(Collected data)
◇ ◇ ◇ ◇ ◇
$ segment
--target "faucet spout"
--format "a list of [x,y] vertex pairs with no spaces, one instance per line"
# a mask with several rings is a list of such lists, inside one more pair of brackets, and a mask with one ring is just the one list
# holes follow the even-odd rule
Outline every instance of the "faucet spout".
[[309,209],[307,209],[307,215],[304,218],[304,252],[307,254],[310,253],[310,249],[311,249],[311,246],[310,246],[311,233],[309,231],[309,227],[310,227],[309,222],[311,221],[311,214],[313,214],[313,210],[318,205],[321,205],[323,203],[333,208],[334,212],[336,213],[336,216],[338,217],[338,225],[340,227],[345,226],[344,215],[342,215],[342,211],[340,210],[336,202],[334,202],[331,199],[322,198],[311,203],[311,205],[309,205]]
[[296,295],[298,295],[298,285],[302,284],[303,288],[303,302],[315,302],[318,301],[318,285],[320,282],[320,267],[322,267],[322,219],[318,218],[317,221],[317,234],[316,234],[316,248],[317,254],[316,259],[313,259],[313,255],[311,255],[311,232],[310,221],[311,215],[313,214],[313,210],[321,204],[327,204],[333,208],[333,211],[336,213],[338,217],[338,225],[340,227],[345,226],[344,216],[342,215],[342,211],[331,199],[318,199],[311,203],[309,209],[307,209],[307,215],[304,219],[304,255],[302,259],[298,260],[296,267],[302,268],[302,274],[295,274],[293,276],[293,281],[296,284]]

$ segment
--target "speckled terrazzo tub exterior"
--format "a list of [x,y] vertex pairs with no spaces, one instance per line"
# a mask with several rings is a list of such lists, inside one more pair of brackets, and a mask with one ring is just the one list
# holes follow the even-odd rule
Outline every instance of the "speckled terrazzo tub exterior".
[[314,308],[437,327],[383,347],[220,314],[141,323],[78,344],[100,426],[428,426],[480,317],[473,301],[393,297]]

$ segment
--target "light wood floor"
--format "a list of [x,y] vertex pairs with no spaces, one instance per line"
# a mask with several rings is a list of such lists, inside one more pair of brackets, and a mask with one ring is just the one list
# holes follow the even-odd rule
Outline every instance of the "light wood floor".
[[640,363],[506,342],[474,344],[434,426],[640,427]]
◇ ◇ ◇ ◇ ◇
### Task requirements
All of the data must be returned exactly.

### Output for this task
$ segment
--target "faucet spout"
--format "a list of [x,y] vertex pairs with no spaces, one instance per line"
# a mask with several rings is a list of such lists, inside one more pair of brackets, and a mask with one ring is just the one list
# holes follow the even-odd rule
Outline every instance of the "faucet spout".
[[309,209],[307,209],[307,215],[304,218],[304,252],[307,254],[310,253],[310,249],[311,249],[311,246],[310,246],[311,233],[309,231],[309,227],[310,227],[309,222],[311,221],[311,214],[313,214],[313,210],[318,205],[321,205],[323,203],[333,208],[334,212],[336,213],[336,216],[338,217],[338,225],[340,227],[345,226],[344,215],[342,215],[342,211],[340,210],[336,202],[334,202],[331,199],[322,198],[311,203],[311,205],[309,205]]
[[296,295],[298,295],[298,285],[302,284],[303,288],[303,302],[315,302],[318,301],[318,285],[320,282],[320,267],[322,267],[322,219],[318,218],[317,221],[317,234],[316,234],[316,248],[317,254],[316,259],[313,259],[313,255],[311,255],[311,232],[310,221],[311,215],[313,214],[313,210],[321,204],[327,204],[333,208],[333,211],[336,213],[338,217],[338,225],[340,227],[345,226],[344,216],[342,215],[342,211],[331,199],[318,199],[311,203],[309,209],[307,209],[307,215],[304,219],[304,255],[302,259],[298,260],[296,267],[302,268],[302,274],[295,274],[293,276],[293,281],[296,284]]

$ segment
--target "speckled terrazzo tub exterior"
--format "a list of [x,y] vertex pairs with no spaces, one instance per line"
# a mask with several rings is a list of such lists, inside one more pair of brackets, and a mask with one ring is just the one list
# holes follow the even-odd rule
Outline every instance of the "speckled terrazzo tub exterior".
[[314,308],[437,327],[383,347],[220,314],[141,323],[78,344],[100,426],[428,426],[480,317],[473,301],[393,297]]

$ segment
--target "light wood floor"
--format "a list of [x,y] vertex pairs with no spaces, one instance per line"
# a mask with several rings is a list of such lists, inside one more pair of brackets, and a mask with one ring is just the one list
# holes follow the even-odd rule
Outline every instance of the "light wood floor".
[[640,363],[506,342],[474,344],[434,426],[640,427]]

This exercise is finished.